═════ Information provided ═════

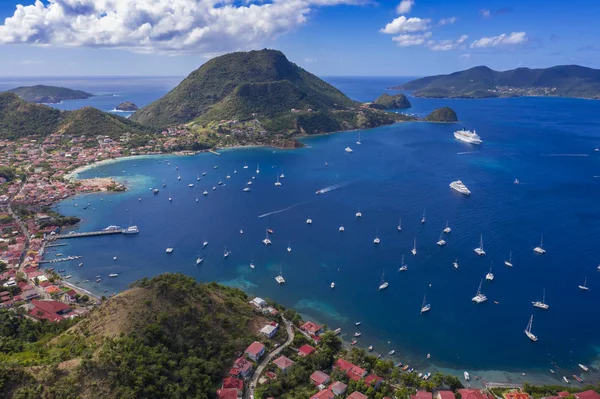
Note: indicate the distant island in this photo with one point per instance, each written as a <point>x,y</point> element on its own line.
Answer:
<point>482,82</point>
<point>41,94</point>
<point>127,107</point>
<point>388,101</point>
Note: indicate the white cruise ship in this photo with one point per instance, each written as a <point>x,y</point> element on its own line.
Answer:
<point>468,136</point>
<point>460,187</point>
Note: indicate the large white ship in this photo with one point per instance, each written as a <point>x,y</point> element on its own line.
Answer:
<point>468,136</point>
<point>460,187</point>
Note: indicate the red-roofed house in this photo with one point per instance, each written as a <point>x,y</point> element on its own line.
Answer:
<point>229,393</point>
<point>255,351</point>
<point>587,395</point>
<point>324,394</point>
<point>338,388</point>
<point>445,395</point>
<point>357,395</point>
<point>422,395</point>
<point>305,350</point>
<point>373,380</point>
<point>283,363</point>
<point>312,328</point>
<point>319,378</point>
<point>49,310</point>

═════
═════ Information provided ═════

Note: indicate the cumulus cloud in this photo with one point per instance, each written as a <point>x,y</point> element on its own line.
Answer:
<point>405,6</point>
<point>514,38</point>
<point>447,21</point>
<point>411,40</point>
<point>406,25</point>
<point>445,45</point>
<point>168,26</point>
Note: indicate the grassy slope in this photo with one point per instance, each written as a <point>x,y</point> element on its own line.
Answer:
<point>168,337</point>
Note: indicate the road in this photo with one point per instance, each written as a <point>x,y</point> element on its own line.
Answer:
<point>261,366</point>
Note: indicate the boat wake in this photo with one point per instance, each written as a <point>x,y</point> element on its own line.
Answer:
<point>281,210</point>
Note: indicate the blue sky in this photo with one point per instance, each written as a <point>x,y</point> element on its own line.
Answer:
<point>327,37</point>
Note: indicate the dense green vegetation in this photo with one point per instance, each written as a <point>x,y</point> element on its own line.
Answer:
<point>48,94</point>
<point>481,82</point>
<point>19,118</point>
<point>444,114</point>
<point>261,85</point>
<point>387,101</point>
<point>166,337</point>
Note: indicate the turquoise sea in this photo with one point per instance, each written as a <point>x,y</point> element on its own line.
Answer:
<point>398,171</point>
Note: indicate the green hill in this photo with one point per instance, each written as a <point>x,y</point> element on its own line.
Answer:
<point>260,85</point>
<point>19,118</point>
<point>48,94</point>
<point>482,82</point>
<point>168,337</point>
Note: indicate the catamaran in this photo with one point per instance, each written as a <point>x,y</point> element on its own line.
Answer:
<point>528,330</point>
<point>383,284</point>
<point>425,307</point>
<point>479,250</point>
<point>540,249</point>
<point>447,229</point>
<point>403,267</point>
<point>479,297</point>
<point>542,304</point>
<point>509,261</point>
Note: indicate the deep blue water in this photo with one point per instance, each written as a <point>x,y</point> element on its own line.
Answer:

═════

◆ Exercise description ◆
Please transcribe exactly the lines above from the line that has "Note: indicate the distant" up to and including the line that has "Note: indicate the red-roofed"; no other line belongs in the answer.

◆ Result of the task ◆
Note: indicate the distant island in this photo with one point per instance, each written as a <point>x,y</point> element on its own line.
Answer:
<point>482,82</point>
<point>41,94</point>
<point>127,107</point>
<point>388,101</point>
Note: indicate the white cruise ship in this photo with one point per instance, each written as a <point>x,y</point> element on its own line.
Answer:
<point>468,136</point>
<point>460,187</point>
Note: indicate the large white ship in this photo with one point per instance, each written as a <point>x,y</point> element on its own line.
Answer:
<point>468,136</point>
<point>460,187</point>
Note: indicate the red-roofed house in this photo with one point per instance, each written as a <point>x,y</point> element on its own line.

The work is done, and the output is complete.